▶ _Instruksi Singkat 1_: Sebutkan semua judul kitab atau risalah yang disebut dalam kutipan tentang haid dan udzur karena kebodohan.
▶ _Instruksi Singkat 2_: Menurut kutipan tentang haid dan udzur karena kebodohan, apakah wanita dalam kasus tersebut wajib membayar sholat?
▶ _Instruksi Singkat 3_: Lanjutkan kutipan tentang haid dan udzur karena kebodohan mulai dari bagian terakhirnya.

▶ _Kutipan untuk Dibaca_:
»»
Kemudian dia wajib membayar hari-hari haid sebanyak tiga periode yang dia berpuasa wajib di situ yang (semula) kita perintahkan dia untuk tetap berpuasa di hari-hari tadi, karena telah jelas bagi kita bahwasanya dia ternyata berpuasa pada hari-hari haid (masa haid dengan adat yang baru), sementara puasa pada masa haid adalah tidak sah (sehingga harus dibayar pada hari lain).
Adapun tentang sholat, maka dia tidak wajib membayarnya, karena wanita haid itu tidak membayar sholat.”
(selesai dari “Al Mughni”/1/hal. 396).
والله أعلم.
Pertanyaan Ketiga: Masalah Udzur Karena Kebodohan
Pertanyaan ketiga: Apakah Anda memiliki pembahasan yang terperinci tentang masalah udzur karena kebodohan?
Saya jawab dengan memohon taufiq Alloh semata: Ada di dalam risalah saya “Syarh Nawaqidhil Islam,” alhamdulillah sudah tercetak. Andaikata Anda ada di sini insya Alloh saya hadiahkan satu naskah untuk Anda. Dan yang lebih luas dari itu ada dalam risalah saya: “At Tahdzir Minal Firqotir Rofidhoh.”
Dan karena ada pertanyaan senada juga dari Indonesia, maka akan saya sebutkan sekarang jawabannya. Kami meyakini adanya udzur karena kebodohan, sebagaimana firman Alloh ta’ala:
﴿وَمَا كُنَّا مُعَذِّبِينَ حَتَّى نَبْعَثَ رَسُولًا﴾ [الإسراء: 15]،
“Dan tidaklah Kami menyiksa sampai Kami mengutus seorang utusan.”
Dan Alloh سبحانه berfirman:
﴿وَمَنْ يُشَاقِقِ الرَّسُولَ مِنْ بَعْدِ مَا تَبَيَّنَ لَهُ الْهُدَى وَيَتَّبِعْ غَيْرَ سَبِيلِ الْمُؤْمِنِينَ نُوَلِّهِ مَا تَوَلَّى وَنُصْلِهِ جَهَنَّمَ وَسَاءَتْ مَصِيرًا﴾ [النساء: 115].
««
▶ _Data yang Disediakan_:
»»
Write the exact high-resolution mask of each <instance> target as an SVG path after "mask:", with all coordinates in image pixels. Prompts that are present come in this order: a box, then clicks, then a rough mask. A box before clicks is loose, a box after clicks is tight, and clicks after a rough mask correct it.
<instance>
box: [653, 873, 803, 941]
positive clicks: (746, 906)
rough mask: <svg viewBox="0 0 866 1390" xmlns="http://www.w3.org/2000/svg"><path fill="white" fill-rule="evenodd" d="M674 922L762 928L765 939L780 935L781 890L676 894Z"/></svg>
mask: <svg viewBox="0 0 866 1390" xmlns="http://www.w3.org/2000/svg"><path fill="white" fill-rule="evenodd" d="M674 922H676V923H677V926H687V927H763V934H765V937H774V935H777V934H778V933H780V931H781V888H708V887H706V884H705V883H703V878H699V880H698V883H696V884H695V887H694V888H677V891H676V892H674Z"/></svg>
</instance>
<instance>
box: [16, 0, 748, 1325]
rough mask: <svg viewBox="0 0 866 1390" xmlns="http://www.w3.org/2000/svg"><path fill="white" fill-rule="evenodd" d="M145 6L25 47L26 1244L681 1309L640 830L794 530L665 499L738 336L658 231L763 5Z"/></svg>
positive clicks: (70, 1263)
««
▶ _Kotak Jawaban 1_:
Al Mughni
Syarh Nawaqidhil Islam
At Tahdzir Minal Firqotir Rofidhoh

▶ _Kotak Jawaban 2_: Tidak, karena wanita haid tidak membayar sholat.

▶ _Kotak Jawaban 3_:
“Dan barangsiapa menentang Rosul sesudah jelas kebenaran baginya, dan mengikuti jalan yang bukan jalan orang-orang mukmin, Kami biarkan ia leluasa terhadap kesesatan yang telah dikuasainya itu dan Kami masukkan ia ke dalam Jahannam, dan Jahannam itu seburuk-buruk tempat kembali.” (QS. An Nisa: 115).
Al Imam Ibnu Katsir رحمه الله berkata: “Dan firman-Nya: “Dan barangsiapa menentang Rosul sesudah jelas kebenaran baginya,“ yaitu: dan barangsiapa menempuh selain jalan syariah yang didatangkan oleh Rosul صلى الله عليه وسلم sehingga jadilah dia ada di satu sisi sementara syariat ada di sisi lain, dan yang demikian itu dia lakukan dengan sengaja setelah jelas dan terang baginya kebenaran, …” dst. (“Tafsirul Qur’anil ‘Azhim”/2/hal. 412).
Ini menunjukkan bahwasanya barangsiapa belum jelas baginya petunjuk, Alloh tak akan menyiksa dirinya.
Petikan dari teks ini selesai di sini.